> [Exercise objective]
Repeat the data exactly as given below, dropping every picture.

Point-per-instance localization data:

※

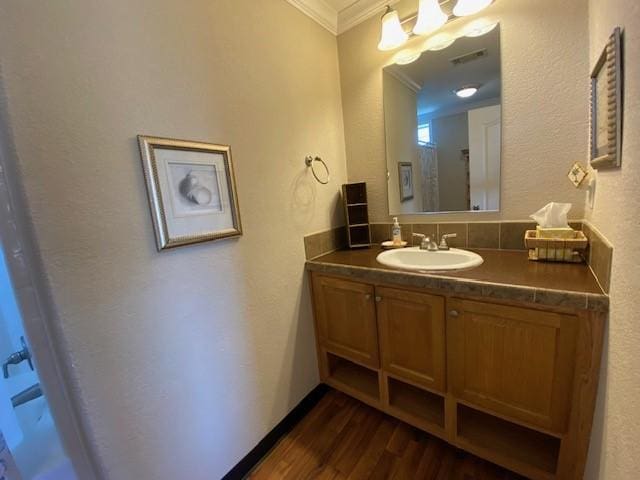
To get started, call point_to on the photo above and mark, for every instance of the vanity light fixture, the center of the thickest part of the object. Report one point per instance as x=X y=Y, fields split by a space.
x=392 y=35
x=430 y=17
x=468 y=7
x=467 y=91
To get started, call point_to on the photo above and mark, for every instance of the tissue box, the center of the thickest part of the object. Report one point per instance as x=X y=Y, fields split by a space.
x=556 y=249
x=566 y=232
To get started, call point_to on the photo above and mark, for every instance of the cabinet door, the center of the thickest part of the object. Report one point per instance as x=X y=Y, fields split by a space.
x=346 y=318
x=516 y=362
x=412 y=342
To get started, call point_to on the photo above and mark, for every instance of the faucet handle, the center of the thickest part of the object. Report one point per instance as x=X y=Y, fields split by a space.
x=443 y=240
x=421 y=237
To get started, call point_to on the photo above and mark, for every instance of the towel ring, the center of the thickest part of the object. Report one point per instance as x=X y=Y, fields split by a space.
x=309 y=163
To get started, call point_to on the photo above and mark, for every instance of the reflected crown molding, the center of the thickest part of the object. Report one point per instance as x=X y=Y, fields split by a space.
x=339 y=21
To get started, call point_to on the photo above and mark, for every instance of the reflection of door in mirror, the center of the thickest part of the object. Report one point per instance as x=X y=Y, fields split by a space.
x=484 y=157
x=450 y=137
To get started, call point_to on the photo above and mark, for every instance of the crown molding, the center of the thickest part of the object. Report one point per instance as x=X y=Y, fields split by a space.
x=338 y=22
x=359 y=12
x=320 y=11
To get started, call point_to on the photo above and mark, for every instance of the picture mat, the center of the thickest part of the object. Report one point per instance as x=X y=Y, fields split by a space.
x=195 y=223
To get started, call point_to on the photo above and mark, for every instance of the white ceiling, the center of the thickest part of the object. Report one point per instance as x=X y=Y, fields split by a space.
x=338 y=16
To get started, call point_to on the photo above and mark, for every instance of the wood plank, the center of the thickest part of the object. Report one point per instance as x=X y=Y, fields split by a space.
x=342 y=438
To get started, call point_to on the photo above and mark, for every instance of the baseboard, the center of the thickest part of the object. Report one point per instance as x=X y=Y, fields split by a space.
x=251 y=459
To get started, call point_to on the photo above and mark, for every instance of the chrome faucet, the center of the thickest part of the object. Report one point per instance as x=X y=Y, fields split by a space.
x=443 y=240
x=426 y=243
x=16 y=358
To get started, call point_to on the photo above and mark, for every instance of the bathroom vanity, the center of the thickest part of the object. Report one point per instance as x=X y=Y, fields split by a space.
x=501 y=360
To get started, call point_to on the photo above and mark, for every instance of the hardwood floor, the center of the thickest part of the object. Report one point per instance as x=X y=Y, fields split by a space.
x=342 y=438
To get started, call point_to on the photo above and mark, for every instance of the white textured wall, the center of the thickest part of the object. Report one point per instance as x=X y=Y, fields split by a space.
x=616 y=432
x=544 y=97
x=185 y=358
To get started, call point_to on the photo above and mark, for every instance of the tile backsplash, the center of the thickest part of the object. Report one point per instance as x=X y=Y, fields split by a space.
x=497 y=235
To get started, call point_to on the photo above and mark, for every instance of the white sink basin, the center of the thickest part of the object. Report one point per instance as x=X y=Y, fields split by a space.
x=417 y=260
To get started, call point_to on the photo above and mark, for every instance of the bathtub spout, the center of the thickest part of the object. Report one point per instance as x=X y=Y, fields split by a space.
x=31 y=393
x=16 y=358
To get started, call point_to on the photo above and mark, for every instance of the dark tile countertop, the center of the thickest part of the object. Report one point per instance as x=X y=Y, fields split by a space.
x=505 y=274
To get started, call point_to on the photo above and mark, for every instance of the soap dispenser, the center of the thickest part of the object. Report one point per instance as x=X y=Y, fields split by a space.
x=397 y=232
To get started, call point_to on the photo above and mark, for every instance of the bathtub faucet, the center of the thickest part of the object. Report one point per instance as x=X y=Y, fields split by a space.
x=16 y=358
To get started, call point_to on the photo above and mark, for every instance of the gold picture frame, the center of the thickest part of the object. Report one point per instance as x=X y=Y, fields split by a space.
x=405 y=180
x=192 y=191
x=606 y=106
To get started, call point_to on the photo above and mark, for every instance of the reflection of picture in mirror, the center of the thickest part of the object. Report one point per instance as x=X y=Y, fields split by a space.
x=195 y=189
x=405 y=174
x=448 y=134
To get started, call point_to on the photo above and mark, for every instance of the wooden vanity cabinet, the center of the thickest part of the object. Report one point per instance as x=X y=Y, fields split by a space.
x=511 y=382
x=346 y=319
x=514 y=361
x=411 y=330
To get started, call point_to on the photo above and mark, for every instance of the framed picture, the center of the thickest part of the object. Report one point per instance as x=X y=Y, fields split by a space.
x=191 y=189
x=405 y=177
x=606 y=106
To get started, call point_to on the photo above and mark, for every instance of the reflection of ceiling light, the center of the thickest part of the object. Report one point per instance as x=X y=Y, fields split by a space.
x=406 y=56
x=467 y=91
x=430 y=17
x=392 y=35
x=469 y=7
x=478 y=28
x=439 y=42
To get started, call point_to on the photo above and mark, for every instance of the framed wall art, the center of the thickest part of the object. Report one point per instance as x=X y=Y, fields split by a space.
x=191 y=189
x=606 y=106
x=405 y=176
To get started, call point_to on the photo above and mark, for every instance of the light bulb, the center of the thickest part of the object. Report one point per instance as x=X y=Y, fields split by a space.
x=392 y=35
x=430 y=17
x=469 y=7
x=467 y=91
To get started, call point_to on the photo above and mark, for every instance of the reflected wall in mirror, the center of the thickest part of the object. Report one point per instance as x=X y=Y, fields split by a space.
x=443 y=116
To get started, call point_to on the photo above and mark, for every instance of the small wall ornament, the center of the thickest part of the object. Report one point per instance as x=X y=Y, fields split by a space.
x=577 y=174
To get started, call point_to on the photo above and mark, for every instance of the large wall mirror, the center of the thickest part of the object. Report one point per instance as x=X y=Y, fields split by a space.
x=443 y=128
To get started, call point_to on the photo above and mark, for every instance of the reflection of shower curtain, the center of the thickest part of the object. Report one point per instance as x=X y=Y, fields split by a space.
x=428 y=156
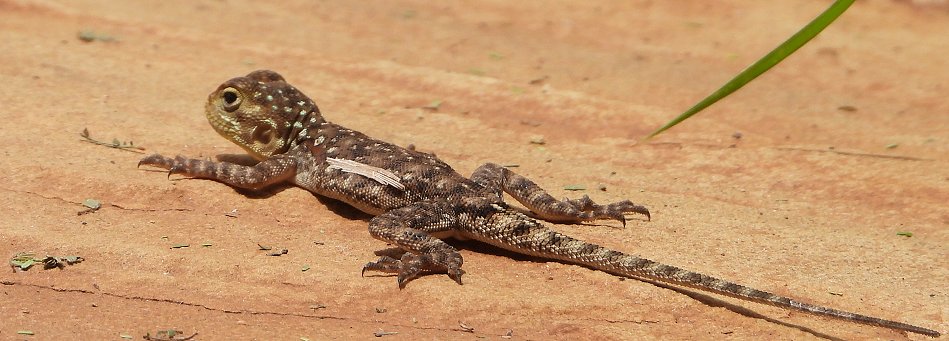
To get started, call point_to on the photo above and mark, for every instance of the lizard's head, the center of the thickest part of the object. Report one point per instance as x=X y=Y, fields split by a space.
x=261 y=113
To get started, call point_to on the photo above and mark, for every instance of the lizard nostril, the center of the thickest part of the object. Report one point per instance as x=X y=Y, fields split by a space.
x=231 y=99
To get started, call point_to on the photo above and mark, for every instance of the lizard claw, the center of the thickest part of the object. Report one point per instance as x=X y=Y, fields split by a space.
x=412 y=265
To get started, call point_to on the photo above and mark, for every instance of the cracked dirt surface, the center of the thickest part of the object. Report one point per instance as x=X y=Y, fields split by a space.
x=807 y=203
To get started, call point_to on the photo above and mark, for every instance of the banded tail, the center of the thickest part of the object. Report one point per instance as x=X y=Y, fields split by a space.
x=537 y=240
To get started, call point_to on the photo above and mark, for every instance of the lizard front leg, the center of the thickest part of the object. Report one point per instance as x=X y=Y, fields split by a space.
x=410 y=229
x=273 y=170
x=536 y=199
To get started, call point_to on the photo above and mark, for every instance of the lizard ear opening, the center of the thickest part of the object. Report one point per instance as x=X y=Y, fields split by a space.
x=232 y=99
x=263 y=135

※

> [Output for this exercise]
To get started, call point_to on the photo above and mark, for every instance of the vanity light fixture, the center of the thickest part of the object. Report one point per instance as x=X y=Y, fields split by a space.
x=392 y=35
x=430 y=17
x=468 y=7
x=467 y=91
To get started, call point_to on the photo above and mark, for every instance of the tissue box, the center of the thickest part of the object. Report one point per instance as x=X y=Y, fields split by a space.
x=556 y=249
x=566 y=232
To get started, call point_to on the photo above and mark, for every instance of the cabinet door, the center of the thickest part of the object. Report one point per instance as x=X y=Y, fields split by a space.
x=346 y=318
x=516 y=362
x=412 y=342
To get started, call point_to on the photo above and mark, for every instance of the faucet handle, the center of the thickest part of the object. Report one point per instance as x=X y=Y, fields split by a space.
x=443 y=240
x=421 y=237
To get started, call point_to on the photo above and mark, for every instance of the towel ring, the center of the thickest part of the object. Report one point per instance as x=X y=Y, fields split by a space.
x=309 y=163
To get started, call point_to on the photo above and mark, for every instance of the reflected crown molding, the center of the thickest part of the object. Report one point per instance as x=X y=Y, fields split by a space.
x=339 y=21
To get started, call point_to on the photo above and mark, for every instance of the reflection of door in mirror, the center of the thickest part of the object. Report one point per instance as x=X y=Y, fields split by a space.
x=484 y=157
x=450 y=137
To get started, call point_to on the photo above and mark, for every instance of the crown molding, the center of the thickest part of the object. Report one point per instance as x=X y=Y, fields split by a space.
x=338 y=22
x=359 y=12
x=320 y=11
To get started, call point_to on the photo above and mark, for every instance of the picture mat, the center of the thickest part of the object. Report one point per instance as x=X y=Y, fields split by a space.
x=195 y=223
To get started, call point_to on the photo above and mark, for every instance of the white ceiling, the center of the thickest part of the object. Report one point per instance as x=X y=Y, fields split by a space.
x=338 y=16
To get started, call point_to on the photo above and mark, for every instance of the wood plank, the center of the thickest part of the object. Report one point per instance as x=X y=Y, fields split by a space.
x=342 y=438
To get started, call point_to on the photo above and mark, for every instance of the baseboard, the center of the thickest part of the object. Report one point per instance as x=X y=Y, fields split by a space.
x=251 y=459
To get started, call point_to on the photo above and mark, for every instance of the chrome faucet, the center of the thickest part of the object. Report one point per instance as x=X y=Y, fields split by a space.
x=443 y=240
x=426 y=243
x=16 y=358
To get started, call point_to on the photo above and mark, for every instance of the bathroom vanity, the center of the thickest part of the object. Report one point per instance as x=X y=Y, fields split by a space.
x=501 y=360
To get started, call point_to on the photo above and mark, for every instance of the hardwood floor, the center of the thickest part of the object. Report one point per instance as x=X y=Y, fields split by a space.
x=342 y=438
To get started, call point_to on the photo above and mark, for every instance of the white textured wall, the center of the thickest part of the object. Report one point per instance as x=X y=Y, fields split by a space.
x=616 y=432
x=544 y=97
x=185 y=358
To get started, call point_to on the photo above and mark, for every instance of the tile backsplash, the center of the thickest part of the object. Report one point per instance as x=X y=Y, fields split by a space.
x=497 y=235
To get started, call point_to on the photo above and mark, for every instance of the white sink basin, the center of the thickest part of the object. Report one point per instance as x=X y=Y, fields split by a space.
x=417 y=260
To get started, call point_to on the photo above and mark, for every instance of the bathtub spout, the center of the thickest part of the object. Report one point per instance as x=X y=Y, fields split by a space.
x=31 y=393
x=16 y=358
To get started, call point_to on the photo above and mark, for every instance of the dark tile countertop, the center of the thickest part of the object. Report one point per instance as x=X y=Y, fields split by a space.
x=505 y=274
To get started, call point_to on the photo above and mark, for every instance of the soap dispenser, the center of the thickest part of the object. Report one point per instance as x=X y=Y, fields split by a space.
x=397 y=232
To get started, call point_to on the photo above and mark, for every instance of the bathtub faucet, the center of the thickest part of the object. Report one point per instance as x=X y=Y, fields split by a space.
x=16 y=358
To get started, call point_to on the photo above and mark, for every instance of the gold picture frame, the center of the thickest part of the object. Report one point per instance as x=X y=Y, fields split by a space.
x=405 y=180
x=192 y=191
x=606 y=106
To get started, call point_to on the photo above and mark, for every instance of the reflection of picture in mirror, the center of the thickest part of the object. Report one point per instance as x=X y=Y, fields split by a space.
x=195 y=189
x=405 y=174
x=448 y=134
To get started, call point_to on the photo above and mark, for every instance of the wooden vanity cabinet, the center of the thickest part of the object. Report one point per instance as x=X y=Y, fields split by a space.
x=511 y=382
x=346 y=319
x=514 y=361
x=411 y=330
To get started, call point_to on the photo above and mark, for every instance of the framed picture, the center of the thickest part of the object. Report one point per instance as x=X y=Y, fields split by a space.
x=191 y=189
x=405 y=177
x=606 y=106
To get started, call point_to on the photo above and mark, for every instance of the reflection of ceiling light, the center of the thickest part of the object. Report one point per instance as x=X y=Y, fields split by a space.
x=406 y=56
x=467 y=91
x=430 y=17
x=392 y=35
x=469 y=7
x=478 y=28
x=439 y=42
To get started, call point_to on the photo above and mark, for every instance of the framed wall art, the center of the thickest part of the object. Report one point per instance as x=X y=Y, fields split by a space.
x=191 y=189
x=606 y=106
x=405 y=176
To get started, call point_to on the photo above and mark, for every instance of the light bulb, the center of the thickest part of the object. Report one point per instance as x=X y=Y, fields split by a space.
x=392 y=35
x=430 y=17
x=469 y=7
x=467 y=91
To get started, call point_to on the photo above and mark, for every instance of the reflected wall in mirror, the center of the thickest part of the object. Report one point per instance as x=X y=Y, fields split by a space.
x=443 y=116
To get started, call point_to on the photo above and mark, for every instance of the small wall ornament, the center of the thickest part of the object. Report one point per instance as x=X y=Y, fields split by a space.
x=577 y=174
To get started, call point_to on the photo above and mark, for every instance of the large wall mirror, the center of the thickest part of the object. Report one point per instance as x=X y=Y, fields split by a space.
x=443 y=128
To get started, call point_to on the photo above and mark, for every instance of the reflection of shower curtain, the center of the thickest part of the object. Report one point per instance as x=X y=Y, fields split by a space.
x=428 y=156
To get started, call point_to on the photo above and mark, for every instance of the lizard's head, the center of the thickest part of the object. Report one point per instance as x=X y=Y, fields split by a space.
x=261 y=113
To get started, call point_to on the photo above and mark, for every instance of the lizard nostril, the center of the thickest part of the object. Report one point per instance as x=X y=Y, fields split by a space.
x=231 y=99
To get started, call point_to on the photo above and mark, for every instance of the lizard claw, the center of the thickest part of the object. Report one point per instance as x=X y=Y, fields split by a space.
x=412 y=265
To get started, call point_to on the photo above and mark, for every instance of the cracked dirt surface, the center of the thickest part of the object. Report one point per instance as x=X y=Y, fields split by a space.
x=807 y=203
To get started, call point_to on the photo above and mark, for every instance of the banded tail, the center of the thickest part of the object. Report one point per instance as x=X y=Y, fields split by a space.
x=537 y=240
To get started, call point_to on the photo above and mark, for every instance of the lizard front leg, the center of the thickest part of the object. Report one point per instance as x=X y=Y, fields split by a space.
x=410 y=229
x=273 y=170
x=536 y=199
To get started, call point_to on the photo above and mark, for every instance of the lizard ear opening, the center of the thickest part of the object. Report one point per instance as x=X y=Y, fields split by a space.
x=232 y=99
x=263 y=135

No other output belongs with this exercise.